§ Exercise tasks
1) Transcribe the part of the passage on setting employees up to fail that opens with the words containing "It is often" and closes with "Sharp & Dohme.".
2) Pick up the passage on setting employees up to fail after its last sentence and continue writing it.

It is often said that the path to success is not paved with roses. Changing an organisation or a boss is usually a very ineffective way of sorting out a fundamentally systemic issue, which is that the person at the top is usually incompetent who has had the longest tenure. The smarter thing to do in Neil’s situation is to enhance your own Stakeholder management and conflict management skills, as it is something that would stand you in good stead in the long run.



Analysis By Sakshi Sood is HR-Business Partner, Merck Sharp & Dohme.





Our perceptions can create our reality! At a time when attrition is so detrimental,the thought that employers might actually be creating issues instead of solving them is indeed sobering. Setting up to fail is a no-win situation, designed in such a way that the person in the situation cannot succeed at the task which they have been assigned. It is considered a form of workplace bullying.


The process usually begins with a simple trigger - a missed deadline or a certain minor error that confirms a boss’s preconception of a particular subordinate as an under performer. Such a perception causes the manager to focus greater attention on that employee’s work. Although these actions are meant to help the worker improve his performance, they actually undermine his performance. Stripped of selfconfidence, the employee loses his ability to make autonomous decisions. This passivity confirms the boss’s assessment of the employee’s abilities, leading him to be even more vigilant. This is known as the Golem Effect, a psychological phenomenon wherein lower expectations placed upon individuals either by supervisors or the individual themselves lead to poorer performance by the individual.

§ Raw data
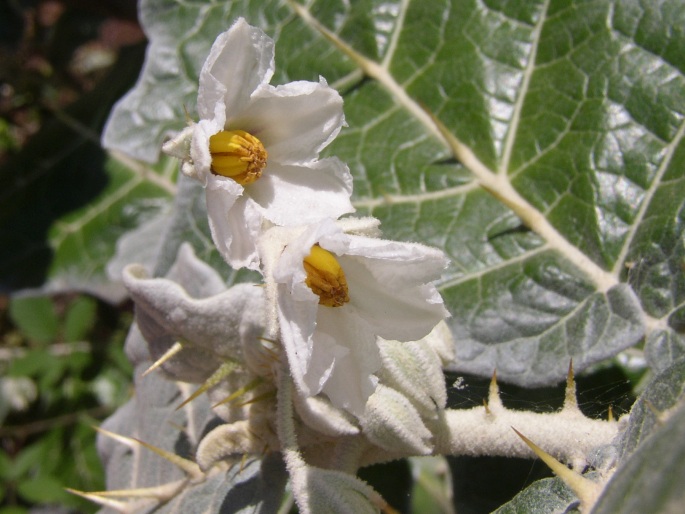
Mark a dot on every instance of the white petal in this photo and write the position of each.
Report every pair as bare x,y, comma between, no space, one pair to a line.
234,224
297,323
294,121
290,268
352,381
201,160
241,59
296,195
391,296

§ Answers to the exercises
1)
It is often said that the path to success is not paved with roses. Changing an organisation or a boss is usually a very ineffective way of sorting out a fundamentally systemic issue, which is that the person at the top is usually incompetent who has had the longest tenure. The smarter thing to do in Neil’s situation is to enhance your own Stakeholder management and conflict management skills, as it is something that would stand you in good stead in the long run.



Analysis By Sakshi Sood is HR-Business Partner, Merck Sharp & Dohme.

2)
Costs involved


There are multiple costs involved including the emotional cost paid by the subordinate and the organisational cost associated with getting the best out of an employee.Moreover, uneasy relationships often sap the boss’s energy. Besides, the energy devoted to trying to fix these relationships or improving performance through increased supervision prevents the boss from attending to other activities. The syndrome also has serious consequences for any team as the team spirit suffers. A lack of faith in perceived weaker performers can tempt bosses to overload those whom they consider superior performers.


Differentiating winners and others 


These categorisations often have less to do with performance than with personal biases. Once people have been judged in a certain way, most people are likely to focus on details that confirm their assessment and less likely to take into account new information.


Compounding the problem is that bosses tend to attribute the good things that happen to weaker performers to external factors rather than to their efforts and ability while the opposite is true for perceived high performers.


Prevention - Eternal Vigilance is the only answer. It is easier to prevent the process than to stop it once it has been set in motion.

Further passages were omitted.